**Problem**
Format the records from the line containing "necktie in the image above." through the line containing "526;235;604;280" as a two-column CSV with the headers request and answer. Give one row per record, with each field in double quotes and line breaks replaced by spaces.

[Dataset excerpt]

--- Start ---

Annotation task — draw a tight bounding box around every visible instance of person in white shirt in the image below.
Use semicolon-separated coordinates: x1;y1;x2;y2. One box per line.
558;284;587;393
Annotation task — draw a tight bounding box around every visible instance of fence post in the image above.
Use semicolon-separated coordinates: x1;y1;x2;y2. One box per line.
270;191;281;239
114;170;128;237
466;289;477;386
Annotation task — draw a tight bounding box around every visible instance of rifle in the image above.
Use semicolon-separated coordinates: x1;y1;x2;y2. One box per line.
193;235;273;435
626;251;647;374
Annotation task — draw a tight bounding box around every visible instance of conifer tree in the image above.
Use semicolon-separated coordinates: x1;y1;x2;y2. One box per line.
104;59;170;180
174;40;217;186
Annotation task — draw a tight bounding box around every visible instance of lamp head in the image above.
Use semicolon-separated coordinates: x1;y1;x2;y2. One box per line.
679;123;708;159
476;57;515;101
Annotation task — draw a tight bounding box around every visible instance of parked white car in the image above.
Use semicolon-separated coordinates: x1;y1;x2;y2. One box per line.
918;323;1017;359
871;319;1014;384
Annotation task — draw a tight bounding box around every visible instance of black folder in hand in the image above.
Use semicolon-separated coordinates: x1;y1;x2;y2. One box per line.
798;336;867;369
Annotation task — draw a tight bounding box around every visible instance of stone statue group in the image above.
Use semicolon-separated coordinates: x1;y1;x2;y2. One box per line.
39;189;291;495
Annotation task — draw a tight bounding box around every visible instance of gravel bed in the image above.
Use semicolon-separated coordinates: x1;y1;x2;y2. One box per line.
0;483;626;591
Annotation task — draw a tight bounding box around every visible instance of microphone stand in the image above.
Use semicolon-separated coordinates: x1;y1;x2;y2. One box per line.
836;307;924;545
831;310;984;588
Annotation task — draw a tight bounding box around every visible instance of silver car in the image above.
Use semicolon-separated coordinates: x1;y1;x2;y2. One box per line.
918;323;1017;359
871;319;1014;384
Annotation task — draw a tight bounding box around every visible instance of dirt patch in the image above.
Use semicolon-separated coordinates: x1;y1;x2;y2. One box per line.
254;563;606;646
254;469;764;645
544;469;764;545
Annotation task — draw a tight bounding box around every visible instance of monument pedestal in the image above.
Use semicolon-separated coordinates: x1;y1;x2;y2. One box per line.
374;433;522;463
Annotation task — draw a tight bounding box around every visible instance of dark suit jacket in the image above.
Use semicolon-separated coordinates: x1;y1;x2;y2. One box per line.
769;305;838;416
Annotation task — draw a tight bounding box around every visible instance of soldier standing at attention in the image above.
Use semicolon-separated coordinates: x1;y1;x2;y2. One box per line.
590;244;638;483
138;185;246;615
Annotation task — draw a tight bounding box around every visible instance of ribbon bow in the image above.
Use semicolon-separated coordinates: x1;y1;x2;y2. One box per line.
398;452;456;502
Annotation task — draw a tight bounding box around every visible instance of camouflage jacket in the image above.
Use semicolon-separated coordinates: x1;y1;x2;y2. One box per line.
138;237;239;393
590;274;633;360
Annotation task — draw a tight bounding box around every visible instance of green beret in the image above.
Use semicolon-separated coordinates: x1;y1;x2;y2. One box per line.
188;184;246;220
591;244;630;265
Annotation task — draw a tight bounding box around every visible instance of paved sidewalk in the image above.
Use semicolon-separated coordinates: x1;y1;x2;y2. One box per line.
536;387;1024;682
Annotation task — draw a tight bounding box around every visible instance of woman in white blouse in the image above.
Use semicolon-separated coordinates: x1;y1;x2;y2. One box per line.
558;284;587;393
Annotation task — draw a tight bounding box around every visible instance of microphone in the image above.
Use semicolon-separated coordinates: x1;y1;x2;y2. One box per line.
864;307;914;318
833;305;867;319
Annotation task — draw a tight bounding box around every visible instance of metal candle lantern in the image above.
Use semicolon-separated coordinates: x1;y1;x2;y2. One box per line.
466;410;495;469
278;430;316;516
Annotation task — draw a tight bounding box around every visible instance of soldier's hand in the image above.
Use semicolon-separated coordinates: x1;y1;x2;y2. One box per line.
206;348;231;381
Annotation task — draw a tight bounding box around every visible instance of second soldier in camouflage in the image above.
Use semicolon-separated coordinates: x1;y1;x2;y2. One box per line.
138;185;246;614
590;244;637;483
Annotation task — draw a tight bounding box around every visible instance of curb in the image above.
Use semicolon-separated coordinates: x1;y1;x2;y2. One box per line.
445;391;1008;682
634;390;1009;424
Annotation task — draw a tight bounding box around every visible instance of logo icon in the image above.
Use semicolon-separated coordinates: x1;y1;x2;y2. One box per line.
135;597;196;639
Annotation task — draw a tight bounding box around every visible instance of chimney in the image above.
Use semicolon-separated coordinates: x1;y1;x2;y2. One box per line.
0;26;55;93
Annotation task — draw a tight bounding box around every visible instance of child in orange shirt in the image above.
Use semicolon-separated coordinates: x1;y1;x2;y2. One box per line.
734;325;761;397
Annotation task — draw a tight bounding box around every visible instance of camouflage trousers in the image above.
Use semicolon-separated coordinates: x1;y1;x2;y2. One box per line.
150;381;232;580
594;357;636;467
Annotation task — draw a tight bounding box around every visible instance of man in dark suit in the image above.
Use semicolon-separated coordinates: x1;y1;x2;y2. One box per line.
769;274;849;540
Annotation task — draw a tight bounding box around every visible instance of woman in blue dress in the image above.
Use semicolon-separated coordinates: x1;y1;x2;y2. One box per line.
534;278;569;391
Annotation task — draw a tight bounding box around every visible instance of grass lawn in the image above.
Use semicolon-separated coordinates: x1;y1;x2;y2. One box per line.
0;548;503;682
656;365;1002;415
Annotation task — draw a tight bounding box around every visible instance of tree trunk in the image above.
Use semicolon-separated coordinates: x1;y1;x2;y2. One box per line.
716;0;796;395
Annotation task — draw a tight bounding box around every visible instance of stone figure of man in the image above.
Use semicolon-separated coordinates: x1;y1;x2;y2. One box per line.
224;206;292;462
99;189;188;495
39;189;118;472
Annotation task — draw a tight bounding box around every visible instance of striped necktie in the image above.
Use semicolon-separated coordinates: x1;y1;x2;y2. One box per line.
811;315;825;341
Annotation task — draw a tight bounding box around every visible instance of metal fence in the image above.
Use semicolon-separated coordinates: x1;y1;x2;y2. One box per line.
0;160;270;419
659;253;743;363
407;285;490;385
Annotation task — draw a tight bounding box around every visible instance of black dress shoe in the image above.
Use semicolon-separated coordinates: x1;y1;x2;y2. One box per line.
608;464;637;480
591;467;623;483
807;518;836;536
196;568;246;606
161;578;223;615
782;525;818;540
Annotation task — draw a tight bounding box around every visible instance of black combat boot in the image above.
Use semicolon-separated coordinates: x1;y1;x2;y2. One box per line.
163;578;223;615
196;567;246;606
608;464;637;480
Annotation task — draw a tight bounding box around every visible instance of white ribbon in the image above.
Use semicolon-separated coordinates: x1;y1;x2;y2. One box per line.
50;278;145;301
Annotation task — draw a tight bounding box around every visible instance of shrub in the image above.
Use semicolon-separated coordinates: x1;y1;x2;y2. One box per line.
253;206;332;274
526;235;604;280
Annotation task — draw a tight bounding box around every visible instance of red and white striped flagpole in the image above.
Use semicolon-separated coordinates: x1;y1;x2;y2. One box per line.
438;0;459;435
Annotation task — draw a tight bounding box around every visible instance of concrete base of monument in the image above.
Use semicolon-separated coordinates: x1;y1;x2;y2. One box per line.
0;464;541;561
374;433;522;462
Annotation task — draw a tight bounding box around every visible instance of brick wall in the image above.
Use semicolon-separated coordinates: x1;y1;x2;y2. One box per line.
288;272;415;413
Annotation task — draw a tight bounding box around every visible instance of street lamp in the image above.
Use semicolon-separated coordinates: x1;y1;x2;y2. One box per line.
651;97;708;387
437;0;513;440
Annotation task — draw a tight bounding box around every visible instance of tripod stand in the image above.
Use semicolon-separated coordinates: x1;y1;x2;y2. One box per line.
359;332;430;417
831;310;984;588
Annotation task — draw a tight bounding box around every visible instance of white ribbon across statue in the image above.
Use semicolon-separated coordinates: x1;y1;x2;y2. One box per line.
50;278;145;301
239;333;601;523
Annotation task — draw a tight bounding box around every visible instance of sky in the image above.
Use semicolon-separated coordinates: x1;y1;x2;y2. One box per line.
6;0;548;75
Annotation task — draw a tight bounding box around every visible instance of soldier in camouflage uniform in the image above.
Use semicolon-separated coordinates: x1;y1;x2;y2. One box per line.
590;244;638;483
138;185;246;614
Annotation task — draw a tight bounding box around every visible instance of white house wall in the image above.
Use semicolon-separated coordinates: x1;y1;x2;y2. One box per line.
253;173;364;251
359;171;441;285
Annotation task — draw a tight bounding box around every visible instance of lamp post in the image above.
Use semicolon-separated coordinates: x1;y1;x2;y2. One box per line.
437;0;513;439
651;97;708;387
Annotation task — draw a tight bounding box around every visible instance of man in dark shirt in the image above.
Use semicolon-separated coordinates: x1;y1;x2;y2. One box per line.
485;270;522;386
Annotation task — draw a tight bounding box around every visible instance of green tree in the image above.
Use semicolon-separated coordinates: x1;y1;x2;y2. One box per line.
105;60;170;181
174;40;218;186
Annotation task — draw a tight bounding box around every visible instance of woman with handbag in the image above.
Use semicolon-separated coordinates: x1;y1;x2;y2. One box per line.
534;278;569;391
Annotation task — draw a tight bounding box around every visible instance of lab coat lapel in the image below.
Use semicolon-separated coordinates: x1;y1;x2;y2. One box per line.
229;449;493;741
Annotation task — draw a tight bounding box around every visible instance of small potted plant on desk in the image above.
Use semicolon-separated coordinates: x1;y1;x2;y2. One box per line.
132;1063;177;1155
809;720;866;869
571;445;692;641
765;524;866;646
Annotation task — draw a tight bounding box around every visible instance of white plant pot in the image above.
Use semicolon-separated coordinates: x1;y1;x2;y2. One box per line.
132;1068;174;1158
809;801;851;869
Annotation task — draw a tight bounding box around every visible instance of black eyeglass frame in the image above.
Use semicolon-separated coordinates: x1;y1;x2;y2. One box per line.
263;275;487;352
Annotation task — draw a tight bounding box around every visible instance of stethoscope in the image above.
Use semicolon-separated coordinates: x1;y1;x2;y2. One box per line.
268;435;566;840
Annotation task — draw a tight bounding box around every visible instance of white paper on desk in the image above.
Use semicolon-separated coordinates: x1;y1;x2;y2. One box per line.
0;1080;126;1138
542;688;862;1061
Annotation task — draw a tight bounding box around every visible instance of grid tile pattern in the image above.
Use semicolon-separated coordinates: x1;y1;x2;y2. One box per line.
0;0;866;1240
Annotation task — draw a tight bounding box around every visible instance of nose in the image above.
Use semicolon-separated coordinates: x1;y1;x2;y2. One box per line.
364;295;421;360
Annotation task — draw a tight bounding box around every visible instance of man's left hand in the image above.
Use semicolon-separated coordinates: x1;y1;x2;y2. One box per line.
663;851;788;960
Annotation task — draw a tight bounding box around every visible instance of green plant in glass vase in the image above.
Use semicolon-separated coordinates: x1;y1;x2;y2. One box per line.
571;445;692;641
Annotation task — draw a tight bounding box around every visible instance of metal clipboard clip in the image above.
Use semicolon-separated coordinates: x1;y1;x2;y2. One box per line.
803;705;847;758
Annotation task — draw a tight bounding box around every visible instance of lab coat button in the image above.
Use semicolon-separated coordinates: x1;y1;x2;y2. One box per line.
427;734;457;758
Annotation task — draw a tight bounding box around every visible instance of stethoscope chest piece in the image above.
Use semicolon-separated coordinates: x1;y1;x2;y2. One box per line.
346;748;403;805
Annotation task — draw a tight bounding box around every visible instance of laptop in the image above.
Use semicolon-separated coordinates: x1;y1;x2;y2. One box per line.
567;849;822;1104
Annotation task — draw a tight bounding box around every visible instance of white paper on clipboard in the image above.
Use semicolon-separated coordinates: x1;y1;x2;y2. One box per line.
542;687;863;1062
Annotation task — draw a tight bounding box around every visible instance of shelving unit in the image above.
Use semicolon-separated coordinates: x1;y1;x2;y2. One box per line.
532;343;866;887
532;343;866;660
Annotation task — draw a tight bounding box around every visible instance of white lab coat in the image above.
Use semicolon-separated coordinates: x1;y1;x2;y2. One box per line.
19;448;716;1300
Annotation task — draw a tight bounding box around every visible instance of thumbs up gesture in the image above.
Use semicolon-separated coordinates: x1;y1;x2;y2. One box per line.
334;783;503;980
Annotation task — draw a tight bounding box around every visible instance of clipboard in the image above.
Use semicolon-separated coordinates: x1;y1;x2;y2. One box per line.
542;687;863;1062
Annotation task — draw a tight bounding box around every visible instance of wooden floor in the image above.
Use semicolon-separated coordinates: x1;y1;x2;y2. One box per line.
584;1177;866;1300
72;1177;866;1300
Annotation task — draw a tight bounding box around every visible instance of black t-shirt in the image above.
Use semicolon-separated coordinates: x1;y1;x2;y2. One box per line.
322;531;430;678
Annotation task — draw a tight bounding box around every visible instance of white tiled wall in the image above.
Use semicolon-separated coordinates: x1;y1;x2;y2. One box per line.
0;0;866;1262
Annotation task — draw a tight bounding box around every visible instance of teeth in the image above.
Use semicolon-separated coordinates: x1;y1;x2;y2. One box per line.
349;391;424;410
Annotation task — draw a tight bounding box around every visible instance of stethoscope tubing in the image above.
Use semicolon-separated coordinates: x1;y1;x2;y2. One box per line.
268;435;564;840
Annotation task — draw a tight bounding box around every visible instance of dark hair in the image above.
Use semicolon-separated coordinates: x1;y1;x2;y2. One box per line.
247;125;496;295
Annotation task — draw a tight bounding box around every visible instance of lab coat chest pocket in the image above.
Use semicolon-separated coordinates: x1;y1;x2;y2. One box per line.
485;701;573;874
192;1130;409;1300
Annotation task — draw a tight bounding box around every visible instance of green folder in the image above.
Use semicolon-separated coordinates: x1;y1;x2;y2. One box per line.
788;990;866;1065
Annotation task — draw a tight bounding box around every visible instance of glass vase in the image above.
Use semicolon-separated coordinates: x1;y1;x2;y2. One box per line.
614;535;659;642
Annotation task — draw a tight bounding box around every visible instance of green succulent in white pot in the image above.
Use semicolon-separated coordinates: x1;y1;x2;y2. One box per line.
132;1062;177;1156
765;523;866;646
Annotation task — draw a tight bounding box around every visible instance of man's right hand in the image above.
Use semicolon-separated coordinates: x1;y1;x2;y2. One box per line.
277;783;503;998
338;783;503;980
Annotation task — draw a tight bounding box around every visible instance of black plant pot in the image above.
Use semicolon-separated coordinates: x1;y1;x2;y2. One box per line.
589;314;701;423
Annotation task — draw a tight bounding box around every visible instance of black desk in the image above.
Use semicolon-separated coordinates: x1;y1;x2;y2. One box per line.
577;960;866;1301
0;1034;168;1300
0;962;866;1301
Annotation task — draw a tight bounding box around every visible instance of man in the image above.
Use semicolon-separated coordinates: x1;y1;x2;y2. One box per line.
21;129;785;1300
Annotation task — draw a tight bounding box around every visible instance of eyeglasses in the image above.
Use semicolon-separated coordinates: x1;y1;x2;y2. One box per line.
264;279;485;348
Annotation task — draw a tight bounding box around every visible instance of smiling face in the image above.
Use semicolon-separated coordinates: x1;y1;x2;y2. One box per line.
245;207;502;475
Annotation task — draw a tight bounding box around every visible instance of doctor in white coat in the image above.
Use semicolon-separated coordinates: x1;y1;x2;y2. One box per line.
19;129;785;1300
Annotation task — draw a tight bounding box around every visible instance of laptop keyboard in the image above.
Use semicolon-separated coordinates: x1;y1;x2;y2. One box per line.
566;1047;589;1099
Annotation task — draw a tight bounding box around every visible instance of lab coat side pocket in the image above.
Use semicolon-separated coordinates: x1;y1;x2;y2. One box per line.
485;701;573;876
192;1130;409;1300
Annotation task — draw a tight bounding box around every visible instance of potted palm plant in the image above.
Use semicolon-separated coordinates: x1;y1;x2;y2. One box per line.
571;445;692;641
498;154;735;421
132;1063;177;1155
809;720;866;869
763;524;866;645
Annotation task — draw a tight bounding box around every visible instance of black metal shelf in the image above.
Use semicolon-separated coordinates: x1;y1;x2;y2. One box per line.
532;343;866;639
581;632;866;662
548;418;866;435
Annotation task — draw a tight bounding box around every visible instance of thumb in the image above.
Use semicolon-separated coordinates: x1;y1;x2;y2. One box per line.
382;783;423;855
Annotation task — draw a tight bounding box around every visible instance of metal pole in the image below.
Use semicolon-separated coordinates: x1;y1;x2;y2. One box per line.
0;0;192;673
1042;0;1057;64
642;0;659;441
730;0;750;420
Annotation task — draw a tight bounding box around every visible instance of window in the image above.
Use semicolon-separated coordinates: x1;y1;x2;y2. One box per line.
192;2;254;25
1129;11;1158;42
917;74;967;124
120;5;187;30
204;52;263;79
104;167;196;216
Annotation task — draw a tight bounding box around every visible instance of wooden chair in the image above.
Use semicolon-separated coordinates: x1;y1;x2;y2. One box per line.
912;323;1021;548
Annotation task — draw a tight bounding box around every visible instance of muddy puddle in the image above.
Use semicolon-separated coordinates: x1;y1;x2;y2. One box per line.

--- End ---

**Final answer**
request,answer
"Annotation task — draw a tight bounding box around every visible instance of striped necktie in the image above. Use semicolon-separated coordinates: x1;y1;x2;y2. One box per line.","811;315;825;341"
"Annotation task — draw a tight bounding box around every visible instance of metal fence in the image above. Use semicolon-separated coordinates: x1;y1;x2;y2. One box per line.","0;160;270;419 659;253;743;363 407;285;490;385"
"Annotation task — draw a tight bounding box around every visible instance of black dress shoe in the image above. Use semicolon-separated coordinates: x1;y1;x2;y2. One box per line.","608;464;637;480 591;467;623;483 807;518;836;536 196;568;246;606 161;578;223;615 782;525;818;540"
"Annotation task — draw a tight bounding box around every visible instance of black combat boot in the image above. Use semicolon-separated coordinates: x1;y1;x2;y2. One box per line.","163;578;223;615 196;567;246;606 608;464;637;480"
"Annotation task — draw a tight bounding box around every visible instance of white ribbon in the image above. Use semicolon-separated coordinates: x1;y1;x2;y2. One box per line.","50;278;145;301"
"Annotation task — draw a tight bounding box around every visible instance of shrub in the image above. Use semicolon-separated coordinates: x1;y1;x2;y2. One box per line.","253;206;332;274 526;235;604;280"